Exercise brief :: The passage below on non-vascular plants names the divisions that the informal bryophyte grouping was split into. List each of them along with the common name the passage gives it.

Source text ::
^^^^

Non vascular plants were some of the earliest plants life to evolve on earth. Formerly, there were two large categories of non-vascular plants: bryophytes and algae.
However, recent science has complicated this in two ways. Firstly, the informal grouping called bryophytes has been divided in to Bryophyta (mosses), Marchantiophyta (liverworts), and Anthocerotophyta (hornworts). Secondly, it has been discovered that the organisms scientists have been calling algae are not as closely-related as thought, so only a subset of algae species in the botanical clade Viridplantae (green plants) can properly be called non-vascular plants.
Non-vascular plants include mosses, liverworts, hortworts and certain kinds of algae.
What are Non-Vascular Plants?
Non-vascular plants are those without xylem and phloem structures: these structures are the plant equivalents of veins and arteries. These unique plants are unable to absorb moisture through their roots and transport it throughout its structure like vascular plants do. Instead, moisture is absorbed by the plant through its top surface area. Because of this, they generally grow in damp areas, however, there are some that have adapted to life in dry areas.
Liverworts are non-vascular plants. Their shape resembles a liver. They are the most basic living plants ranging in size from 0.02 to over 8 inches in diameter. They are one of the first plants to evolve from a sea plant to a land plant 400 million years ago. Liverworts are included in the Hepatophyta division, which consists of about 8,500 different species that grow in locations all over the world, including the arctic and the tropics. There are approximately 60 different families of liverwort plants.

^^^^

Image point grounding data
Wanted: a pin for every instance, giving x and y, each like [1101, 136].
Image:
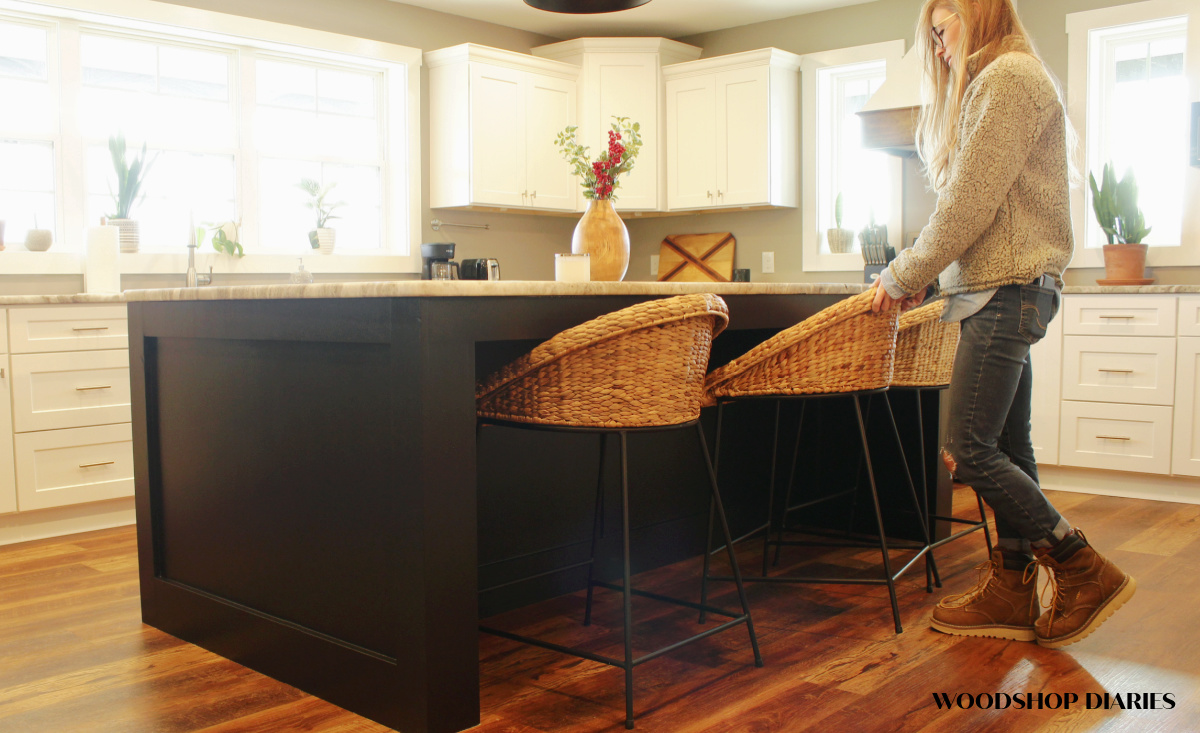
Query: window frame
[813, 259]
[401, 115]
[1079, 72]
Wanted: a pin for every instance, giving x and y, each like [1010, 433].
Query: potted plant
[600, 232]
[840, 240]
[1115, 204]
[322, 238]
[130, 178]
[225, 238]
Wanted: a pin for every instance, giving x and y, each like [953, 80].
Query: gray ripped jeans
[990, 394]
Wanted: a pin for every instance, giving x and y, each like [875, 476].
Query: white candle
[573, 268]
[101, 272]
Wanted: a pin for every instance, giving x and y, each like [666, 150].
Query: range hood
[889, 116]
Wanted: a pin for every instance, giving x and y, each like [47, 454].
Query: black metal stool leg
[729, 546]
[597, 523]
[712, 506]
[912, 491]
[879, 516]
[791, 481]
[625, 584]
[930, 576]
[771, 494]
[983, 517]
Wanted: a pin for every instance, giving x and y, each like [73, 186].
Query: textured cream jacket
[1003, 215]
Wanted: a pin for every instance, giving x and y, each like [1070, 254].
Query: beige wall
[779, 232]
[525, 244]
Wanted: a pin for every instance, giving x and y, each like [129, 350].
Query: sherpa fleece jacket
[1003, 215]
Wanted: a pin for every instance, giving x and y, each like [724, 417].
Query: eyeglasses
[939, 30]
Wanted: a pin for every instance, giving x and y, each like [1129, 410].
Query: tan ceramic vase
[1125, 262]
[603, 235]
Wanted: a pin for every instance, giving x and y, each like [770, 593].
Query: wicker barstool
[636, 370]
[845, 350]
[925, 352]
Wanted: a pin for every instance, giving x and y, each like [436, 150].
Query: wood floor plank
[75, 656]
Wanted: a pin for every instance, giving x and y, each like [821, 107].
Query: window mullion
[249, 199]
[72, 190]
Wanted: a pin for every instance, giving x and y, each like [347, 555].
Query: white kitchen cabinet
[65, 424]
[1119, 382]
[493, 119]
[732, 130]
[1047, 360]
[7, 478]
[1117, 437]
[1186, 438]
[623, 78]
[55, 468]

^^^^

Solution to this exercise :: Bryophyta (mosses), Marchantiophyta (liverworts), Anthocerotophyta (hornworts)